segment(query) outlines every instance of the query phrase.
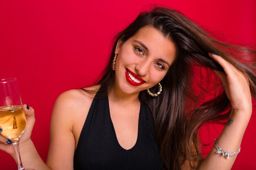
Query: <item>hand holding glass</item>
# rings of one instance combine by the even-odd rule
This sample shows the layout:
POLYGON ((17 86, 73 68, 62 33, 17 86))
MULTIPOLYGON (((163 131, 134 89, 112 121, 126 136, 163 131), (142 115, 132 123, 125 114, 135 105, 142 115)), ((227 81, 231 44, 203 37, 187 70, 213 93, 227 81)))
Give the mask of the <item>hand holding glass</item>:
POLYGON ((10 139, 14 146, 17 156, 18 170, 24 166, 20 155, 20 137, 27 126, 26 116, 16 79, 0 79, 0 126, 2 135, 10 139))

========

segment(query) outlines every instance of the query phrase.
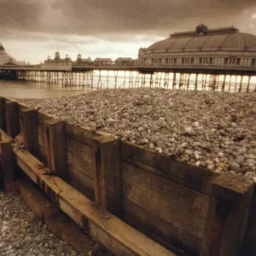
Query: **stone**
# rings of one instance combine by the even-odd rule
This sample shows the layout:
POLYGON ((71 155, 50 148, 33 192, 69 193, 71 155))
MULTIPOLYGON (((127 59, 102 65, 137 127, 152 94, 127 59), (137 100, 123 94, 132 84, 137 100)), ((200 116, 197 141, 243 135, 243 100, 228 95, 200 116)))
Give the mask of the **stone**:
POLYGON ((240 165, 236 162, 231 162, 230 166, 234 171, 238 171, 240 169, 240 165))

========

▶ What you have to do: Which lines above contain the string "stone"? Copy each of them in full, and treat case as significant.

▶ Answer to the task:
Query: **stone**
Give the mask of the **stone**:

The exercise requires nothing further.